Print the lines of the listing below, from the line with "Each instance of the white sock" up to and including the line with "x=335, y=508", copying each one exactly and adding nothing else.

**********

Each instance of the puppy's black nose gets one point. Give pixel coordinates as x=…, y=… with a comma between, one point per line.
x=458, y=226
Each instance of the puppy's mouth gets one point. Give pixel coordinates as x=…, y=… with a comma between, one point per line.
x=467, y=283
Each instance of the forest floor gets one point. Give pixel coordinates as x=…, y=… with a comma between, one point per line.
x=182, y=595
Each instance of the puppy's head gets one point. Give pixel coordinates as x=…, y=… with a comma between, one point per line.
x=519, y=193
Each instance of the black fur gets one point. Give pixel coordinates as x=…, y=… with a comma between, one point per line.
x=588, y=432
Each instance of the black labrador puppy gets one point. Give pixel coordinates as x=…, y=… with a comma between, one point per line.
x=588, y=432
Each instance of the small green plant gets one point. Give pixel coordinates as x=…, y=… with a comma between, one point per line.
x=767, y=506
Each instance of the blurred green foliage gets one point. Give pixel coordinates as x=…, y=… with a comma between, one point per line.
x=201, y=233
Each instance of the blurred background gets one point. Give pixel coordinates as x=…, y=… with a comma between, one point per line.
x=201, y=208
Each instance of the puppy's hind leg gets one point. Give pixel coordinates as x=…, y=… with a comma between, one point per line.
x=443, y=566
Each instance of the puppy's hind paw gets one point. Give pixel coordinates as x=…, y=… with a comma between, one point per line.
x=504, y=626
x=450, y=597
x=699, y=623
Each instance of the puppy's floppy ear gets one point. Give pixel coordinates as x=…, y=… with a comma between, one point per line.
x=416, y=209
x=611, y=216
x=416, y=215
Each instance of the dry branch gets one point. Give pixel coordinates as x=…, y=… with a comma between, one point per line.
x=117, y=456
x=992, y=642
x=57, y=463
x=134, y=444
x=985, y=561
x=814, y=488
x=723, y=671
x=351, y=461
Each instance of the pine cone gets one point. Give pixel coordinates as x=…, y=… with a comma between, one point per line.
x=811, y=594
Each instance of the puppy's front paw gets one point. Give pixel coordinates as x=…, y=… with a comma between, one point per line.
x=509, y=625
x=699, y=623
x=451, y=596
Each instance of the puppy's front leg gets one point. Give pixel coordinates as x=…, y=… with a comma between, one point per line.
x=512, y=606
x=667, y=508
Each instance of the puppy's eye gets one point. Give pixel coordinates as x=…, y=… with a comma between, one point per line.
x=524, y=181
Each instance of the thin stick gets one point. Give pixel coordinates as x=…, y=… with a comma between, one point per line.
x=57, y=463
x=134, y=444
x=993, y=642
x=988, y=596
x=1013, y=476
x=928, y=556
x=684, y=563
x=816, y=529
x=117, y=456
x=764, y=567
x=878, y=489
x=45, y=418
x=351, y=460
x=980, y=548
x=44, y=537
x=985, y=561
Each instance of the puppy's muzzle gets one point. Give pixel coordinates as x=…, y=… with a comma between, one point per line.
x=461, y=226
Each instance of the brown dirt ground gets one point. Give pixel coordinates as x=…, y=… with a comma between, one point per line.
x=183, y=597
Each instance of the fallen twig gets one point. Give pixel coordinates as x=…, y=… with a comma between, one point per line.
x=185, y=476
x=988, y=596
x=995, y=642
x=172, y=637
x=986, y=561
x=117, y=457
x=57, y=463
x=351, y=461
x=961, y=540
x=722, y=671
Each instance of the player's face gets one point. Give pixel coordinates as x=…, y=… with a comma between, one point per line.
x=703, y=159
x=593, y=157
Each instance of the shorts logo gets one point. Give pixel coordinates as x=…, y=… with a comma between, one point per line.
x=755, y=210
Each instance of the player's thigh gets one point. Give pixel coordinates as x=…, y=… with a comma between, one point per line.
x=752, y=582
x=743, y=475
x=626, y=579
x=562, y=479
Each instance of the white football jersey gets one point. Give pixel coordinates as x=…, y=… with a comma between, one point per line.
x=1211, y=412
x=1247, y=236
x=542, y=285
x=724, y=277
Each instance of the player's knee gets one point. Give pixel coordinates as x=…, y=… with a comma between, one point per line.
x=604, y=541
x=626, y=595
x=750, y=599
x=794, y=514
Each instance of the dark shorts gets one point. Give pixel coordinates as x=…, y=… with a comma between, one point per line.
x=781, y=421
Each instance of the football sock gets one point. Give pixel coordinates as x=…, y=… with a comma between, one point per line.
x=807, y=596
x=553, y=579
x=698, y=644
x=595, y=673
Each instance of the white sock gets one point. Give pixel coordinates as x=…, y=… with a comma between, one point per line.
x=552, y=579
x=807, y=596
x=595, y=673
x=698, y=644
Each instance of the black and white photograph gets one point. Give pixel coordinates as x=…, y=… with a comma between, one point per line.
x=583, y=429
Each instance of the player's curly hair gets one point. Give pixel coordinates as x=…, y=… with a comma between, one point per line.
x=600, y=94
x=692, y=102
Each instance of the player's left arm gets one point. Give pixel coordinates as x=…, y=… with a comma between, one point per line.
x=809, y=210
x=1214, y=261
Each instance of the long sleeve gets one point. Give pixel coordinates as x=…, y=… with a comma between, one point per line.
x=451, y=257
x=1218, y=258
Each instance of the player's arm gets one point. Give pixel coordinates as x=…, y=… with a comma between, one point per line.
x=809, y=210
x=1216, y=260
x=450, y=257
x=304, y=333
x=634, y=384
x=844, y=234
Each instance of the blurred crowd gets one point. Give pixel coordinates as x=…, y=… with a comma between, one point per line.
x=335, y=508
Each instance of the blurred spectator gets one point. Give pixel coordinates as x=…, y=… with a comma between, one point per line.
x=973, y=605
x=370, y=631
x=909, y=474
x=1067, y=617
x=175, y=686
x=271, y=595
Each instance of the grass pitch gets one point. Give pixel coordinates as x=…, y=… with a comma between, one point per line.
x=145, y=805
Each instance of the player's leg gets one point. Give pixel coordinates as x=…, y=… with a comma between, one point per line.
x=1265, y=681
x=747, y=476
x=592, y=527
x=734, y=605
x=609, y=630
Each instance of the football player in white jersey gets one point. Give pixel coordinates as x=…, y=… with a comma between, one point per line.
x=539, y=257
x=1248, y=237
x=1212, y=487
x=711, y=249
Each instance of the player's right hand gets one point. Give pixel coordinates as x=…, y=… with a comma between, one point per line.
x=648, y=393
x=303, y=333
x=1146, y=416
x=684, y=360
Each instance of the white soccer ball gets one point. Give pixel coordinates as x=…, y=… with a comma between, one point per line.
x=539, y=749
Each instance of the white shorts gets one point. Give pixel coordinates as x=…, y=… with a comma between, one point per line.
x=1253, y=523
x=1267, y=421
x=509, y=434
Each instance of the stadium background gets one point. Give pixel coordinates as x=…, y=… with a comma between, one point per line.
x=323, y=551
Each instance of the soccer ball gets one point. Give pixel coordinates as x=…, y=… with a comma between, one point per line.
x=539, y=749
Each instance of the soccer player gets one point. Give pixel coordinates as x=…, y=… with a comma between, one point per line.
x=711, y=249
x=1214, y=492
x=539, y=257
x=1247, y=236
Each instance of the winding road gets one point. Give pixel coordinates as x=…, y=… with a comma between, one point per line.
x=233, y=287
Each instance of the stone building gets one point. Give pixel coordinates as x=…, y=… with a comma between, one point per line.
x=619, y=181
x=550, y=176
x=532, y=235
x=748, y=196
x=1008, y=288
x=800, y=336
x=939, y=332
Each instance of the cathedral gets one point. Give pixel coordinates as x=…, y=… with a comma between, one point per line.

**********

• **Answer to the exercise**
Each instance of the white sock gets one point. Give pixel coordinates as x=…, y=… with a comma between, one point per line.
x=552, y=579
x=807, y=596
x=595, y=673
x=698, y=644
Each instance of the black and white photograph gets one point. Give pixel coordinates as x=…, y=… with a comma between, one point per line.
x=583, y=429
Each instance of the player's curly hair gets one point. Give pixel coordinates as x=…, y=… with a comma between, one point per line.
x=600, y=94
x=692, y=102
Each instance of the player's left arm gets one point. Give pixel coordinates as x=…, y=… with a comma between, one point per line.
x=809, y=210
x=1214, y=261
Each instance of the long sleeve gets one point. Give pixel coordinates as x=…, y=… with a comma between, one point per line.
x=451, y=257
x=1218, y=258
Each instance of the player's arm gets one point. Give pixel coordinates as x=…, y=… with a comma between, one point per line.
x=809, y=210
x=1216, y=260
x=450, y=257
x=304, y=333
x=634, y=384
x=844, y=234
Each instance of the blurred crowd gets one point. Give pixel coordinates as x=…, y=… with a comma between, one point per line.
x=335, y=508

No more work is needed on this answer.